TRY IT –
Reproduce the data below word for word, setting aside any picture it holds.

Stored records:
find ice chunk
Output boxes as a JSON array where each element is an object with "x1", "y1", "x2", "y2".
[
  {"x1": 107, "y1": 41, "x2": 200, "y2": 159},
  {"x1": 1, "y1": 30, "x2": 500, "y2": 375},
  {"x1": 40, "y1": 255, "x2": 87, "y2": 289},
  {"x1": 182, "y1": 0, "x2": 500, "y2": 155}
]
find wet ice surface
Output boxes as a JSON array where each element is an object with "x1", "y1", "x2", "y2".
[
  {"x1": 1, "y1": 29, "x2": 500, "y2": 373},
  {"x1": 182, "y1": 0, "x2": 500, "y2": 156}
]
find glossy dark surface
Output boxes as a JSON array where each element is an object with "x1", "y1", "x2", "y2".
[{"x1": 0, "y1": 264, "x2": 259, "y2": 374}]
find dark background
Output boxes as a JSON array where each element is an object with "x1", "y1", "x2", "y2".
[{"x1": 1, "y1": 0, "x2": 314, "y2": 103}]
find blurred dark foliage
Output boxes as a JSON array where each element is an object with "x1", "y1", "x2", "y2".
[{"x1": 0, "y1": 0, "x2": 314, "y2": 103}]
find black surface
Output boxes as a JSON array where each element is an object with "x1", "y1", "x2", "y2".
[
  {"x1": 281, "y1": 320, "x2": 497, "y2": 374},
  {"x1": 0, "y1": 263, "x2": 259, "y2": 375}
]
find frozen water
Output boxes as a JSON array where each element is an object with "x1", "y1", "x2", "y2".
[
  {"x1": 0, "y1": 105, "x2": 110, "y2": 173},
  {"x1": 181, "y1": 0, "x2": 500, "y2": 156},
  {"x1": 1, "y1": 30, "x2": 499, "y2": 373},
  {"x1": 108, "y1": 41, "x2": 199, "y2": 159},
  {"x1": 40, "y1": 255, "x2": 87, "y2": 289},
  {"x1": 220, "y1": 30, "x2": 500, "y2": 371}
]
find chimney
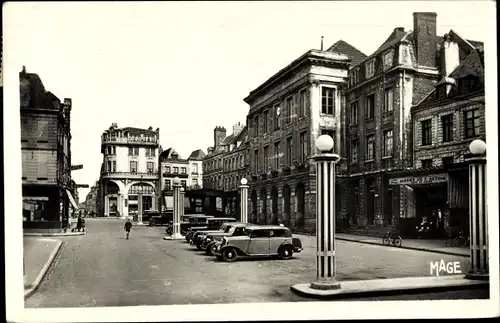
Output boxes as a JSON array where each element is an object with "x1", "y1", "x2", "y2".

SOLUTION –
find ice chunk
Output boxes as a JSON array where each element is an object with "x1", "y1", "x2", "y2".
[
  {"x1": 107, "y1": 41, "x2": 200, "y2": 159},
  {"x1": 1, "y1": 30, "x2": 500, "y2": 375},
  {"x1": 40, "y1": 255, "x2": 87, "y2": 289},
  {"x1": 182, "y1": 0, "x2": 500, "y2": 155}
]
find wet ice surface
Output boxes as a JSON array where each element is an object with "x1", "y1", "x2", "y2".
[
  {"x1": 1, "y1": 29, "x2": 500, "y2": 373},
  {"x1": 182, "y1": 0, "x2": 500, "y2": 156}
]
find glossy dark surface
Output boxes as a JSON array where each element is an object with "x1", "y1", "x2", "y2".
[{"x1": 0, "y1": 264, "x2": 259, "y2": 374}]
find dark background
Output boxes as a JSON array where each element is an object with "x1", "y1", "x2", "y2".
[{"x1": 1, "y1": 0, "x2": 314, "y2": 103}]
find blurred dark foliage
Output boxes as a JSON array where each element is an object with "x1", "y1", "x2", "y2".
[{"x1": 0, "y1": 0, "x2": 314, "y2": 103}]
find black surface
Output boxes as a JSON array where each element is an object with "x1", "y1", "x2", "y2".
[
  {"x1": 281, "y1": 320, "x2": 497, "y2": 374},
  {"x1": 0, "y1": 263, "x2": 259, "y2": 375}
]
find frozen water
Output boxes as a JSON array where each element is an object with "x1", "y1", "x2", "y2".
[
  {"x1": 0, "y1": 105, "x2": 110, "y2": 173},
  {"x1": 181, "y1": 0, "x2": 500, "y2": 156},
  {"x1": 1, "y1": 30, "x2": 499, "y2": 373},
  {"x1": 108, "y1": 41, "x2": 199, "y2": 159},
  {"x1": 40, "y1": 255, "x2": 87, "y2": 289},
  {"x1": 220, "y1": 30, "x2": 500, "y2": 371}
]
find chimney
Output boxes as a JSON array where each element is an object with "x1", "y1", "x2", "y2".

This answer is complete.